Problem to work on —
The answer must consist of every line from the entries below that contains the word "taillight".
::: Information provided :::
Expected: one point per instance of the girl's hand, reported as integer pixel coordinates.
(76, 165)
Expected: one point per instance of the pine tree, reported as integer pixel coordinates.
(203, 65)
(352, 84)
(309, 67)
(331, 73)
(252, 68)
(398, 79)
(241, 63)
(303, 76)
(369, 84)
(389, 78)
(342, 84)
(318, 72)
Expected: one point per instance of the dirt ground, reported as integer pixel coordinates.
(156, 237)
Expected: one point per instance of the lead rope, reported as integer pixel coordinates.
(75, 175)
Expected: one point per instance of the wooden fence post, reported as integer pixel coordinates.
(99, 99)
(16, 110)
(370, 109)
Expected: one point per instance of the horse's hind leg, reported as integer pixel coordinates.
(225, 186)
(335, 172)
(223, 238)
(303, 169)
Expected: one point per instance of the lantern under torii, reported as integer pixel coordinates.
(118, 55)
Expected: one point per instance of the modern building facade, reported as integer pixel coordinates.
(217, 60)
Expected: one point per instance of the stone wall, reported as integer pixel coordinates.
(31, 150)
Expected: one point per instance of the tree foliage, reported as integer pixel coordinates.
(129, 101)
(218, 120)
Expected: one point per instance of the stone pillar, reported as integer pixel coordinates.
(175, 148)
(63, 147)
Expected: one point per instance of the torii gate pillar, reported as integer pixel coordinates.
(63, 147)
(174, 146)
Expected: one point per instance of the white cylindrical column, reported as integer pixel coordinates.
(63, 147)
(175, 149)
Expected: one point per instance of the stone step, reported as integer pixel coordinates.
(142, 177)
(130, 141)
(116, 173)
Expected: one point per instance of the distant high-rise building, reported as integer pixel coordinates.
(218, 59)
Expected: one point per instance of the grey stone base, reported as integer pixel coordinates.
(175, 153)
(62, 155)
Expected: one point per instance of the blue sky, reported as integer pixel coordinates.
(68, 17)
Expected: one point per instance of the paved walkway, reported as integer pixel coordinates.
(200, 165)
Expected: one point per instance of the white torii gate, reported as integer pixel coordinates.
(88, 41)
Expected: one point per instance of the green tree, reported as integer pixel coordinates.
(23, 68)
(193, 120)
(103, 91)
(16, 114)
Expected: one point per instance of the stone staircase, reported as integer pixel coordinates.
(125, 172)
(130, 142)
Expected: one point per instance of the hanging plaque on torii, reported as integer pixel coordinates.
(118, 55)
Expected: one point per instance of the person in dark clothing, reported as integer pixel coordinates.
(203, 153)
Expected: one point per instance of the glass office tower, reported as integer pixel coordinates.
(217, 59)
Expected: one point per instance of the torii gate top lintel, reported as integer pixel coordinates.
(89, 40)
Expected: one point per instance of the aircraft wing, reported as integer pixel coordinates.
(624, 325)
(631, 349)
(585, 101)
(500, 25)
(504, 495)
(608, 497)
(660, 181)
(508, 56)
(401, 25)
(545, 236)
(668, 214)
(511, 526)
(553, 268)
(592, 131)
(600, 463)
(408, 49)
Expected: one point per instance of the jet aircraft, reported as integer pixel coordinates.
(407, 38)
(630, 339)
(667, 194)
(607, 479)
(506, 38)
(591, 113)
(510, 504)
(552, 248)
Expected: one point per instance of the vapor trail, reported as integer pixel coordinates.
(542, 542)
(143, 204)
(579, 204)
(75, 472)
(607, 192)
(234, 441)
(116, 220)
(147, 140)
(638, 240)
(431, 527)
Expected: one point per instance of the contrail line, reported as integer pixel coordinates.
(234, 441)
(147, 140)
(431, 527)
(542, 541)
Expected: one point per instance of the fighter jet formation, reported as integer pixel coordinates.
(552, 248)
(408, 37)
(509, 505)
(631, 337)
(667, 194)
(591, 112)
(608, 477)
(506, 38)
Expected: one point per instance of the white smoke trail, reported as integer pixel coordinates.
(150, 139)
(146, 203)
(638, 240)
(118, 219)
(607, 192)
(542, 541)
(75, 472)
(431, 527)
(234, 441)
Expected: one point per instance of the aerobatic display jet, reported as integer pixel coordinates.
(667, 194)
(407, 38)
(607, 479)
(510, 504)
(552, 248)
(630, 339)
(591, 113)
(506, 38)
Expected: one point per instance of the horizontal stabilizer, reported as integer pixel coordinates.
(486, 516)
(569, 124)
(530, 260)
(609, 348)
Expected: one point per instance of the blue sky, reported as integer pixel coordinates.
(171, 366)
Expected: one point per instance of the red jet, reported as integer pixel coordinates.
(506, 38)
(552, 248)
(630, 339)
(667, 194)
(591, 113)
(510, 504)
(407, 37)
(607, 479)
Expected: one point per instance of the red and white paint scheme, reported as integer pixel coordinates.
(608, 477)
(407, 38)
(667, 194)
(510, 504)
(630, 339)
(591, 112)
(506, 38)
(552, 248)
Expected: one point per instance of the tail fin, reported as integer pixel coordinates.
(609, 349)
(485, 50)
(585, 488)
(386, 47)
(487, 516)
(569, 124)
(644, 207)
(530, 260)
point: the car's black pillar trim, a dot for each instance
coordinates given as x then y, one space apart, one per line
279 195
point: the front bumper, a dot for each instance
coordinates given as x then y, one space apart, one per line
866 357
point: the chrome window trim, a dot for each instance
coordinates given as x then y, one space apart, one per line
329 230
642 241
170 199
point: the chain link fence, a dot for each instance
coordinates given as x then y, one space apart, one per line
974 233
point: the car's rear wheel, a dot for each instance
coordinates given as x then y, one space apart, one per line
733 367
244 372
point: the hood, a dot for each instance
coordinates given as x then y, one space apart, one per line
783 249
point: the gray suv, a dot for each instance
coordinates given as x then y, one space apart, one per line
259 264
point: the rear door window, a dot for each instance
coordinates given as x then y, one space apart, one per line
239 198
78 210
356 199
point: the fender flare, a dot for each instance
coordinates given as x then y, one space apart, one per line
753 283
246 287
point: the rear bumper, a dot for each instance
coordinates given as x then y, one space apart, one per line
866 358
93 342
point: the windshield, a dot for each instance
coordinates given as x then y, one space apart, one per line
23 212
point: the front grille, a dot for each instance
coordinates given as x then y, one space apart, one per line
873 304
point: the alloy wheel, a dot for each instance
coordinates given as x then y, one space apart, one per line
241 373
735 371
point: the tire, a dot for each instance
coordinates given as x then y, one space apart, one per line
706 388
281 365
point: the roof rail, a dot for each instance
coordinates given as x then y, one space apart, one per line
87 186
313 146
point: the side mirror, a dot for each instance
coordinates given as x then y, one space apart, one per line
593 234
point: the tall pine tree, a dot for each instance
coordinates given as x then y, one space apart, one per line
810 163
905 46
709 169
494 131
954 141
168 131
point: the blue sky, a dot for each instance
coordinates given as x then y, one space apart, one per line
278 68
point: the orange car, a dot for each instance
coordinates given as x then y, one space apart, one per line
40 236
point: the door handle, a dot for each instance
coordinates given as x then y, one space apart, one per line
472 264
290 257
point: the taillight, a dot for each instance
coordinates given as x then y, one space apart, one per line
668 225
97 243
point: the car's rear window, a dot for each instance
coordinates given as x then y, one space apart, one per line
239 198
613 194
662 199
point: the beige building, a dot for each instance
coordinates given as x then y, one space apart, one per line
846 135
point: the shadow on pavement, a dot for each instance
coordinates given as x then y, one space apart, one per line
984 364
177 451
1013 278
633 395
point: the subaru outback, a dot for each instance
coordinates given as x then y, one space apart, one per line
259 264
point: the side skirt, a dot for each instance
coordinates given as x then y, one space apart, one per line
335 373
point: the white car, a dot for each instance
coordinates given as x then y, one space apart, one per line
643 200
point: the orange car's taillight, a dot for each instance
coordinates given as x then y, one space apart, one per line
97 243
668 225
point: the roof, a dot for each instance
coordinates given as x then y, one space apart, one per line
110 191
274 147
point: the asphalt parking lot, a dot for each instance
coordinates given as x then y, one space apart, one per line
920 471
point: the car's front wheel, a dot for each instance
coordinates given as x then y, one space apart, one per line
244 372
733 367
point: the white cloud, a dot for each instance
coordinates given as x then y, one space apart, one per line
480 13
:::
Exercise answer —
point: the taillight, a dot for each instance
point: the orange car's taillight, a dot for each instance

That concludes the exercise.